**Entries supplied:**
--------------------------------------------------

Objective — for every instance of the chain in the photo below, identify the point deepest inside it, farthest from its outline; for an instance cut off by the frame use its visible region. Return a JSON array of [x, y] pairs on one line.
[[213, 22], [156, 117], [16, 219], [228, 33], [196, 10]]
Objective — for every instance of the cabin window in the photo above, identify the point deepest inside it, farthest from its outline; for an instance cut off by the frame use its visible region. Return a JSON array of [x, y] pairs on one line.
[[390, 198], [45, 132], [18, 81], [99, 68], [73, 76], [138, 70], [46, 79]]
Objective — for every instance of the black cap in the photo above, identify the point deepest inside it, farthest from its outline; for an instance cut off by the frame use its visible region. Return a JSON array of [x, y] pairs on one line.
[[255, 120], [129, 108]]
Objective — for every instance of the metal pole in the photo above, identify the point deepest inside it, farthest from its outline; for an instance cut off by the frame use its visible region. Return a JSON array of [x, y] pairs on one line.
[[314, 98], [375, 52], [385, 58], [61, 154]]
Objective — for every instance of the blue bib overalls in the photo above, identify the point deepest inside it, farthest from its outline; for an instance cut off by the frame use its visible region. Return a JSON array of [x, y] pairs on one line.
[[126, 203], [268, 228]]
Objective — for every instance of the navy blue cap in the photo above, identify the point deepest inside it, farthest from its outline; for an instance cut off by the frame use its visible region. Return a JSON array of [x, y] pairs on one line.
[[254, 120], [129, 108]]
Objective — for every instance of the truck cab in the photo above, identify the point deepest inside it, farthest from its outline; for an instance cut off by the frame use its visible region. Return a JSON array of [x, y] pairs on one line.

--------------------------------------------------

**Task details:**
Your answer should be the data above, retyped exactly.

**Response to this task:**
Objective — for every instance of the chain in the photo below, identify the point deepest inside it, farthest from its outline; for an instance cut off by the frame use its visible region. Return a JSON array of [x, y] pairs on one line.
[[213, 22], [156, 117], [16, 219], [228, 33], [196, 10]]
Objective — for every instance of the cabin window in the photo above, identify the point deepest inside it, farthest from its outline; for an instance cut off by the frame use its visible region. Return a JSON array of [x, y] pairs on one line.
[[390, 198], [45, 132], [18, 81], [99, 68], [73, 76], [138, 70], [46, 79]]
Objective — for every instance of the black cap in the photo above, identify the point deepest inside it, farthest from its outline; for an instance cut off by the frame use its visible region. Return a JSON array of [x, y] pairs on one line.
[[255, 120], [129, 108]]
Objective — for every instance of the metal pole in the photo above, identify the point deepest inside it, farthest from its outline; for an instance cut off by the frame use its visible region. Return a JSON array of [x, y] pairs on one line.
[[314, 98], [375, 52], [385, 58], [61, 154]]
Objective — for every instance of the blue bib overalls in the photo above, identify the point deepest inside it, farthest from its outline; for an instance cut off by the frame use its visible region. Return a JSON array of [x, y] pairs on one line.
[[126, 203], [268, 228]]
Objective — for every instance of the navy blue cap in the photo above, identify the point deepest inside it, farthest from its outline; for an instance cut off by the frame use its visible region. Return a JSON array of [x, y] pairs on one line.
[[254, 120], [129, 108]]
Objective — for every instance of the truck cab in the photo above, identify the point deepest inside it, farthest from its outline; for an instance cut off by the frame use its visible region. Return a JSON array of [x, y] pairs on one line.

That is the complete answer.